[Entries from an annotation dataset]
────────────────

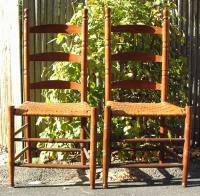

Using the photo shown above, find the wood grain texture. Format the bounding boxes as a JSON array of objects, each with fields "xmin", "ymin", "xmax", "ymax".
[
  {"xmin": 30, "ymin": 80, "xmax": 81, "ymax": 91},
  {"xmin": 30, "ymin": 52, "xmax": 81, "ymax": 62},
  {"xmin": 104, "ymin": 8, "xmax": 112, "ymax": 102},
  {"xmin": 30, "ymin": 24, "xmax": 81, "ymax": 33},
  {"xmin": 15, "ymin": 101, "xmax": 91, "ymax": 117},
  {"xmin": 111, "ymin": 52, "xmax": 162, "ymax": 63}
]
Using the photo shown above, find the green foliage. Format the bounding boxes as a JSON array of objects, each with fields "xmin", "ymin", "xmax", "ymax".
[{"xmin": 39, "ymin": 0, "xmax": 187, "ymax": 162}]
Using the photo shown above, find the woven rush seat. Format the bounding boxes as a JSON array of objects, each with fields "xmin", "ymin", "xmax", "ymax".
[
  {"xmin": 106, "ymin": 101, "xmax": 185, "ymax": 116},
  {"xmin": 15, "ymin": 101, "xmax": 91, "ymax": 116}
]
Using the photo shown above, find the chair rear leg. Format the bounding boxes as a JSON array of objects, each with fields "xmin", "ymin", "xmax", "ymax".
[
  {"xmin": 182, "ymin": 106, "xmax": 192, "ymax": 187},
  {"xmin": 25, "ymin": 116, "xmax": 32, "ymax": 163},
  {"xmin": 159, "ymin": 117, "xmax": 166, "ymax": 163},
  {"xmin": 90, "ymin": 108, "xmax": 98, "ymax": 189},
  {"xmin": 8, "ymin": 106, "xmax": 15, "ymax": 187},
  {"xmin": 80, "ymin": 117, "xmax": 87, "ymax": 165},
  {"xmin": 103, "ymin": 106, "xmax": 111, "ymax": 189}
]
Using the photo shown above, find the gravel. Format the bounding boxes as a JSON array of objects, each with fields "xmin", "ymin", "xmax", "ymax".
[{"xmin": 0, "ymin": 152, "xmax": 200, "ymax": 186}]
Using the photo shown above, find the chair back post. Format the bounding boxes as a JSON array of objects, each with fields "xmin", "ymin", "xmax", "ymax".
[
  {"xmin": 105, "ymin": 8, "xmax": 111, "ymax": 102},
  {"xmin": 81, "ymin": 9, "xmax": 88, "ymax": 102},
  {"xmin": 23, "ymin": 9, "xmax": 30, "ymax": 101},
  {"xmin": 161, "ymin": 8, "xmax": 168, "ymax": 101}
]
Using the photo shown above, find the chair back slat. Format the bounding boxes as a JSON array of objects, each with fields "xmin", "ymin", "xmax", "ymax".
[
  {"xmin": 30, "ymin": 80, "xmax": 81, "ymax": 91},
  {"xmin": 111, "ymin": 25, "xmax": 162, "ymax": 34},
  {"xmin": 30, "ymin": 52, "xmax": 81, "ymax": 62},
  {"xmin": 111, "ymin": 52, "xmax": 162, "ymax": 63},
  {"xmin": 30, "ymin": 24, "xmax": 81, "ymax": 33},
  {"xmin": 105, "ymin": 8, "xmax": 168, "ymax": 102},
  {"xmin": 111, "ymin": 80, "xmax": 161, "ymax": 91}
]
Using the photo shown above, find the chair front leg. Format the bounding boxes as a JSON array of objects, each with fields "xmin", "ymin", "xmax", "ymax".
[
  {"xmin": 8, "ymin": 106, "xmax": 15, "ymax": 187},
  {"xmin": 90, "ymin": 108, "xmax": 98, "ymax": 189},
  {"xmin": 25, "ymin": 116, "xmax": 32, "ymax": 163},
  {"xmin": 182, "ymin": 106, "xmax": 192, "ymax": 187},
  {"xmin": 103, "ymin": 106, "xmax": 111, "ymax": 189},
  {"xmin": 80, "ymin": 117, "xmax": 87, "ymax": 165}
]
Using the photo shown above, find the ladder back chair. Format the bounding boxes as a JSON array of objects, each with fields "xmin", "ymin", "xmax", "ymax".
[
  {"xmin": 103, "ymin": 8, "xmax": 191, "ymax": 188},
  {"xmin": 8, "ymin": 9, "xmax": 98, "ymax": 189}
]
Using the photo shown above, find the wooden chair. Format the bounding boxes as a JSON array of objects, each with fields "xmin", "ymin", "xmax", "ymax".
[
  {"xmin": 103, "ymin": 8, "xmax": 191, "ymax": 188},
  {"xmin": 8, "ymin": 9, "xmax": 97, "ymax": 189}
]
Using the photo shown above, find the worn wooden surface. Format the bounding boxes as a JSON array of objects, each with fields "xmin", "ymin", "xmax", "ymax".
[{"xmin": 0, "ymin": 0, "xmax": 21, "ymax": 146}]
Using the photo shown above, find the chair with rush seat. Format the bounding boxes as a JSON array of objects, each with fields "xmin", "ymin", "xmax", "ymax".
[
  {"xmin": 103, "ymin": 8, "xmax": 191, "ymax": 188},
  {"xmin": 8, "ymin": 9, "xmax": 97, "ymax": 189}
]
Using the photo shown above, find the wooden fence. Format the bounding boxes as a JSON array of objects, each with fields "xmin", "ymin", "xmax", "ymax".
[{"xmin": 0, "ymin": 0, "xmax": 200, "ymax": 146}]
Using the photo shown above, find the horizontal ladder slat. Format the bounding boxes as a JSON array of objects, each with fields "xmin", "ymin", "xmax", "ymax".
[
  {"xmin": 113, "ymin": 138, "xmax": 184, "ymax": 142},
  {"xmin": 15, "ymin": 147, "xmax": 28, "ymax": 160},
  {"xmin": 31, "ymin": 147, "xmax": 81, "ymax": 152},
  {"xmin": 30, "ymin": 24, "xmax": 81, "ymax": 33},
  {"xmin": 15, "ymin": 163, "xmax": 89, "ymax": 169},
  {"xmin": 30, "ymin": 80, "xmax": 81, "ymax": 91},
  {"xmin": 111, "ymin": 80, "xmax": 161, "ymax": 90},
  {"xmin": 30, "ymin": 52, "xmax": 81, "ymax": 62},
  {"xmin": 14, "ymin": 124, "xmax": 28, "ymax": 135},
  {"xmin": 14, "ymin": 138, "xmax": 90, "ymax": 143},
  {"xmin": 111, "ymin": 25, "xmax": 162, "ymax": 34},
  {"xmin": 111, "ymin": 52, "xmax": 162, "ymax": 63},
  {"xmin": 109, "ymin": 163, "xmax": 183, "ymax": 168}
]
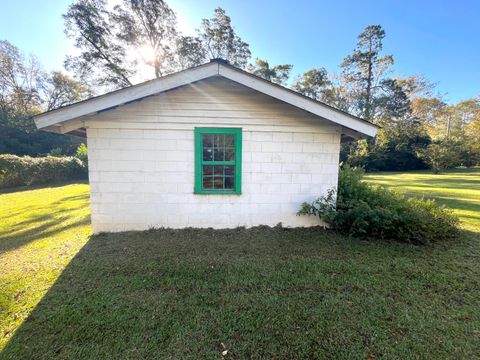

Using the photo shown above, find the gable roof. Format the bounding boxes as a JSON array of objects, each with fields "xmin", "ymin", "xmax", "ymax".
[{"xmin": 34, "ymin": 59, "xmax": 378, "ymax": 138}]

────────────────

* Short exercise
Filter the listing above down to the lines containing the word "wooden", treating uppercase and lowercase as different.

* Answer to this problem
Using the photo shown above, find the wooden chair. Format the bounding boxes as a JSON array of objects, each with fields "xmin", "ymin", "xmax", "ymax".
Using the photo shown above, find the worn wooden surface. Format the bounding boxes as a JSON array of objects, each with fields "xmin", "ymin", "xmax", "ymax".
Using the photo shown above, find the wooden fence. Format the bounding boxes as a JSON array of objects, each with fields "xmin", "ymin", "xmax", "ymax".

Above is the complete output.